▶ [Stated task]
Exactly and only the lines from the one with "Where can you see the boulder" through the end of the listing are to be transcribed, both ends included.

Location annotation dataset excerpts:

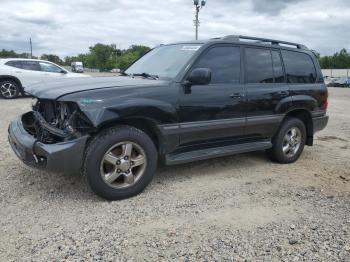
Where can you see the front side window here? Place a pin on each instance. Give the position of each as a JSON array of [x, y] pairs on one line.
[[258, 65], [30, 65], [164, 61], [47, 67], [299, 67], [224, 63]]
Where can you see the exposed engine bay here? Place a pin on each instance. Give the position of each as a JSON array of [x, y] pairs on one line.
[[53, 121]]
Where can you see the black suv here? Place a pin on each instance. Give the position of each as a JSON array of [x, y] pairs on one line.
[[178, 103]]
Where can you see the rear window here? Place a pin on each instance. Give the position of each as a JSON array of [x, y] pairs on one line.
[[299, 67]]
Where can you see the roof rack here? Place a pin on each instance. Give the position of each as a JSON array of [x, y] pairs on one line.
[[263, 40]]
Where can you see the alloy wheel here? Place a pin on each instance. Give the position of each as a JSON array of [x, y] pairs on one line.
[[291, 142], [123, 164]]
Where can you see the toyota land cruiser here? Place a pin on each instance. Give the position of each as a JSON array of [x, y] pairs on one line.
[[178, 103]]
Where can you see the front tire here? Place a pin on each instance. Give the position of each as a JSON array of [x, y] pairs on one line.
[[289, 142], [9, 89], [120, 162]]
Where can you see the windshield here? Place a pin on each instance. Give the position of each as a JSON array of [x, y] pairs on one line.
[[164, 61]]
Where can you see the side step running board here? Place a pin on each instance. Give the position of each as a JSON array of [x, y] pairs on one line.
[[180, 158]]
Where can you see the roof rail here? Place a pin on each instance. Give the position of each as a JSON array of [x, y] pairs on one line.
[[263, 40]]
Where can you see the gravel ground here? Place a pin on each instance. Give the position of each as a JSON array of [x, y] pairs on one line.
[[237, 208]]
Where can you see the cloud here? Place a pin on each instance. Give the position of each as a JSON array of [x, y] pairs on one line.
[[271, 7], [70, 27]]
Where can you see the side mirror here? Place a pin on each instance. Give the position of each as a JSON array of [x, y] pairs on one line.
[[199, 76]]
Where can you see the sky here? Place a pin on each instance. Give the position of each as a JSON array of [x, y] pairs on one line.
[[69, 27]]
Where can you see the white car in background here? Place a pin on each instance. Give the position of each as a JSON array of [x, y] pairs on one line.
[[18, 73]]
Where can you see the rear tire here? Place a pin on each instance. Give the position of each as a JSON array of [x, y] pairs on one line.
[[9, 89], [120, 162], [288, 144]]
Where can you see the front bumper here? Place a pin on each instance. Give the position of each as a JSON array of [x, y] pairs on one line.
[[63, 157], [319, 123]]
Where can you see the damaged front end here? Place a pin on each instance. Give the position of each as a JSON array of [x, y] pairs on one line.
[[53, 136], [53, 121]]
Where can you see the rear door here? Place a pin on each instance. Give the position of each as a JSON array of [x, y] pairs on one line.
[[214, 111], [267, 91]]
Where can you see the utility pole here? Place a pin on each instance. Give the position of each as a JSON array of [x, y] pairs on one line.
[[196, 20], [31, 48]]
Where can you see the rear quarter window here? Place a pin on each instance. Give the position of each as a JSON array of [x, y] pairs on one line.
[[300, 68]]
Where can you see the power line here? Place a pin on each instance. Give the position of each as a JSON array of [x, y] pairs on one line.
[[196, 20]]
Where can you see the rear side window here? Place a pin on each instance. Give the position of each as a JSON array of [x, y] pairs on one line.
[[300, 68], [224, 62], [258, 65], [30, 65], [14, 63], [47, 67], [277, 67]]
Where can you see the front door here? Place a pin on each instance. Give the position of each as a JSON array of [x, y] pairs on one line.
[[216, 110]]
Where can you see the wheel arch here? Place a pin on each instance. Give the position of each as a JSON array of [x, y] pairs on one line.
[[146, 125], [13, 78], [305, 116]]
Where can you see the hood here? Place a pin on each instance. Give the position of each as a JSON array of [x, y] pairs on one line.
[[56, 89]]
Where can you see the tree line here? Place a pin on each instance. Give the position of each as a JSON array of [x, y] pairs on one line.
[[106, 57]]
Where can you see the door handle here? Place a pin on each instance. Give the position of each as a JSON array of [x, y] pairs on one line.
[[236, 95], [283, 93]]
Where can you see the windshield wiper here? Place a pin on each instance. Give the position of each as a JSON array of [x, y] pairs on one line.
[[147, 75]]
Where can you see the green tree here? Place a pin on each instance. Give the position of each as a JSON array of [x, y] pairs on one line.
[[52, 58]]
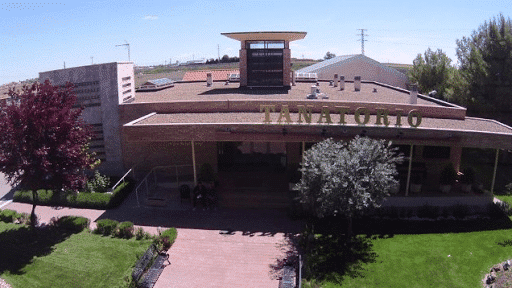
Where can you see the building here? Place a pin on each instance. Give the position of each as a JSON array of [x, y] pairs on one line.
[[350, 66], [101, 88], [253, 132]]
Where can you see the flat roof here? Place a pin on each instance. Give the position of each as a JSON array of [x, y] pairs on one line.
[[220, 91], [270, 35], [470, 124]]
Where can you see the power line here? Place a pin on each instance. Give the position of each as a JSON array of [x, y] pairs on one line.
[[362, 39]]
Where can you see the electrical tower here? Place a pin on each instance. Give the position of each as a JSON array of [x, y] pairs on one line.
[[362, 39], [128, 46]]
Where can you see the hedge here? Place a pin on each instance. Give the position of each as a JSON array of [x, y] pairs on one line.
[[106, 226], [81, 200], [73, 223]]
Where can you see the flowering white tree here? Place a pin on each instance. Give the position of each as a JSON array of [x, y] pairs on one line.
[[340, 178]]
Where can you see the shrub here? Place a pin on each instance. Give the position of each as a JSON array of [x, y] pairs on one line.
[[89, 200], [125, 230], [139, 233], [428, 211], [460, 211], [99, 183], [73, 223], [8, 215], [106, 226], [79, 200], [166, 239]]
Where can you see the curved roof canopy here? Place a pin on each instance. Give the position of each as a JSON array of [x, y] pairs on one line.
[[287, 36]]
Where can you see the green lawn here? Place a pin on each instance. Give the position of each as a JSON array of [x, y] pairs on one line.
[[414, 260], [63, 259]]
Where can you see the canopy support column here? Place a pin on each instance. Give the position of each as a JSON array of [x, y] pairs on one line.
[[194, 163], [409, 172], [495, 169]]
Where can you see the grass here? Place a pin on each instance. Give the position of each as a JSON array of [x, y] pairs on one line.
[[459, 258], [57, 258]]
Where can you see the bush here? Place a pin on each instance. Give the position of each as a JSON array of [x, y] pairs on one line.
[[140, 234], [165, 240], [8, 215], [80, 200], [73, 223], [89, 200], [98, 184], [428, 211], [125, 230], [106, 226]]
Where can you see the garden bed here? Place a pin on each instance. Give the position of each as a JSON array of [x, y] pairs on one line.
[[78, 200]]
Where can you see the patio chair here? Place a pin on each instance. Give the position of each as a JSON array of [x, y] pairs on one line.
[[185, 193]]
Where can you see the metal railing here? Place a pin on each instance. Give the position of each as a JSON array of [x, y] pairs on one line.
[[123, 179], [162, 174]]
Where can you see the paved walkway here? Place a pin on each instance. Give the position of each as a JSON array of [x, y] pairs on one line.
[[224, 248]]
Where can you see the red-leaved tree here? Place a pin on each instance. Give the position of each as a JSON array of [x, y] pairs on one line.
[[43, 140]]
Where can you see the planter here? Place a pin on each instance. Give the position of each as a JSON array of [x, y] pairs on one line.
[[415, 188], [466, 188], [445, 188]]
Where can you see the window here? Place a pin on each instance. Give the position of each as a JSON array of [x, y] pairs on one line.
[[436, 152]]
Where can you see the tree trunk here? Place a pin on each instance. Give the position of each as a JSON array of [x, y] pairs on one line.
[[33, 216], [349, 227]]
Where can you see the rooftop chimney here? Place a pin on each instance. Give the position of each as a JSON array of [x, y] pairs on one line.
[[413, 94], [357, 83]]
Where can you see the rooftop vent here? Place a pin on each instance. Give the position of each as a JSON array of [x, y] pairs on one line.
[[357, 83], [315, 93], [209, 79], [342, 83]]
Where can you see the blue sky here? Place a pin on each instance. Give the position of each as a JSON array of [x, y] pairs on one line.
[[41, 36]]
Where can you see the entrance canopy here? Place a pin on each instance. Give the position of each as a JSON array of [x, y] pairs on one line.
[[286, 36]]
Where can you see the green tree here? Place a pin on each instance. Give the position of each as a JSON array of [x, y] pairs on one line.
[[329, 55], [432, 71], [347, 178], [485, 60]]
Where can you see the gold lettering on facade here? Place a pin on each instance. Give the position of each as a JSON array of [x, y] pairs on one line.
[[266, 109], [357, 116], [410, 118], [343, 111], [361, 115], [325, 113], [306, 112], [382, 115], [398, 122], [285, 112]]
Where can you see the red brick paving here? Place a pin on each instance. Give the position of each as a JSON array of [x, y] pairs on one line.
[[206, 258], [201, 255]]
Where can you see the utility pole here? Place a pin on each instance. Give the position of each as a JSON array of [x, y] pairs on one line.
[[362, 39], [128, 46]]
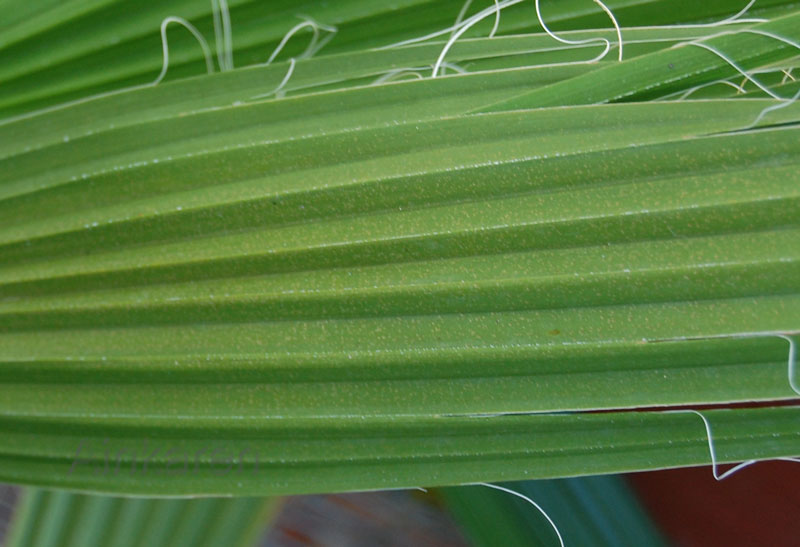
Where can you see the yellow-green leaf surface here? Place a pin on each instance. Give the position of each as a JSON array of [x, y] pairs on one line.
[[56, 518], [205, 292]]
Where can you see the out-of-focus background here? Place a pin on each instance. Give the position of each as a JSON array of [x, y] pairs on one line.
[[684, 507]]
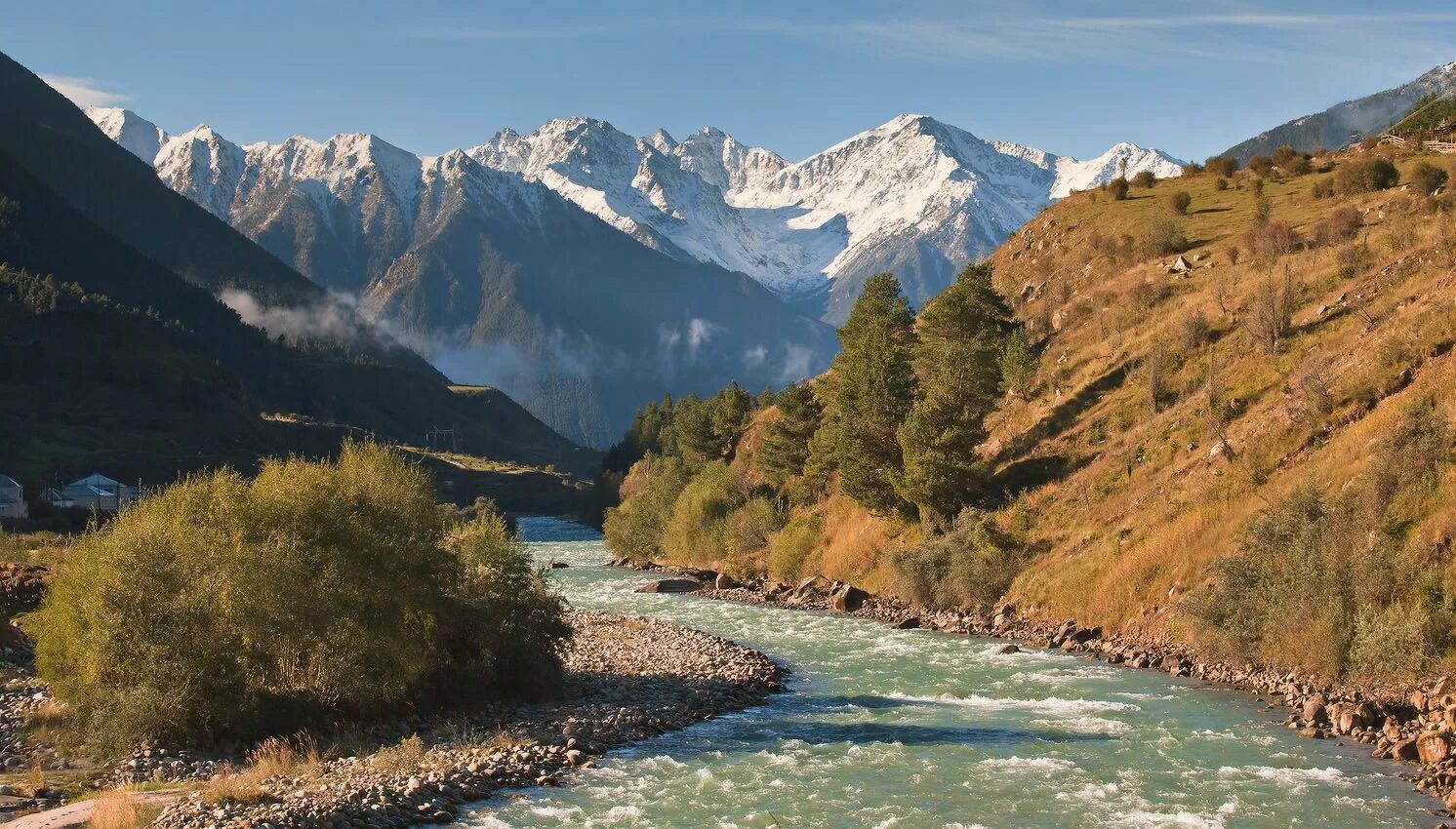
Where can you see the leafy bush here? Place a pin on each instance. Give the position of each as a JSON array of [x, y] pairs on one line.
[[696, 532], [750, 527], [1343, 224], [1366, 177], [233, 607], [792, 550], [1163, 237], [1269, 240], [1353, 260], [1329, 583], [1427, 178], [648, 493], [1222, 166], [970, 566]]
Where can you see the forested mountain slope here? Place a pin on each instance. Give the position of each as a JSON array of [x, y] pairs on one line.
[[1236, 431]]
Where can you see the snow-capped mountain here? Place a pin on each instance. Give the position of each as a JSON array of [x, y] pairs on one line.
[[1335, 127], [494, 277], [914, 195]]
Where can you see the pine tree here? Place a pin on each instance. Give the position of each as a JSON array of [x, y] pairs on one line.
[[693, 431], [733, 409], [873, 385], [787, 437], [956, 363]]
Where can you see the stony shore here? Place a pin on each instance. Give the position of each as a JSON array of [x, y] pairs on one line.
[[1411, 725], [627, 680]]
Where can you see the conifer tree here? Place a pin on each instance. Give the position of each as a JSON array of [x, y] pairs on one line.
[[733, 409], [956, 363], [787, 437], [872, 388]]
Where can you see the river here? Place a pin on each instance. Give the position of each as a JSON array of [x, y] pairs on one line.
[[917, 729]]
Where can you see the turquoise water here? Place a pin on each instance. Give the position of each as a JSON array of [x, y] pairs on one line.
[[919, 729]]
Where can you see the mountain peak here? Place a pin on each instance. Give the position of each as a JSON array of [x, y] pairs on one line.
[[135, 133]]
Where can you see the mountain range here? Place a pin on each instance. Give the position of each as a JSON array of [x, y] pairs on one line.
[[1352, 120], [118, 355], [914, 195], [583, 269]]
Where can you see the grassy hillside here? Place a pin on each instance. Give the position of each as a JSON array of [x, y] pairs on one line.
[[1251, 455]]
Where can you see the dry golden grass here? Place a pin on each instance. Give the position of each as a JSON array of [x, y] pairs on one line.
[[293, 758], [121, 809], [402, 758], [1135, 527]]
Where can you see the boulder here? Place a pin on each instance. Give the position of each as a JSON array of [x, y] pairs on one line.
[[1315, 713], [813, 585], [1355, 717], [848, 598], [680, 585], [1432, 748]]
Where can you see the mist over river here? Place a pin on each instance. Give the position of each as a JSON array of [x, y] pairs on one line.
[[917, 729]]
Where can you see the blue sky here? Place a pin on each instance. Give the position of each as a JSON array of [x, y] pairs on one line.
[[792, 76]]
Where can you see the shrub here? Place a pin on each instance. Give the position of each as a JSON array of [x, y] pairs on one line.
[[1222, 166], [696, 532], [1366, 177], [1343, 224], [971, 566], [750, 527], [1270, 240], [1391, 645], [793, 548], [1292, 162], [1353, 260], [1195, 329], [1427, 178], [233, 607], [648, 493], [1163, 237]]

▶ [Task answer]
Where can you see the boulder here? Place a pin on each instance. Give the position of each as a JSON array of [x, y] pairs on one line.
[[1315, 713], [813, 585], [1355, 717], [848, 598], [680, 585], [1432, 748]]
Where can you see the mist over river here? Place a pin on each instance. Give the position of each as a JSON array of [x, y] pairs on one line.
[[917, 729]]
Where can you see the blue sky here? Place a pin on each instance. Give the position of each as a JSON array of [x, y] pairs on one line.
[[792, 76]]
Where can you see the shrub here? Place a pin on each instance. Give the position of each as a JSON array of [x, y] pairs on one line.
[[1222, 166], [696, 532], [1366, 177], [1343, 224], [971, 566], [750, 527], [1270, 240], [1391, 645], [793, 548], [1292, 162], [1353, 260], [1195, 329], [1427, 178], [233, 607], [648, 493], [1163, 237]]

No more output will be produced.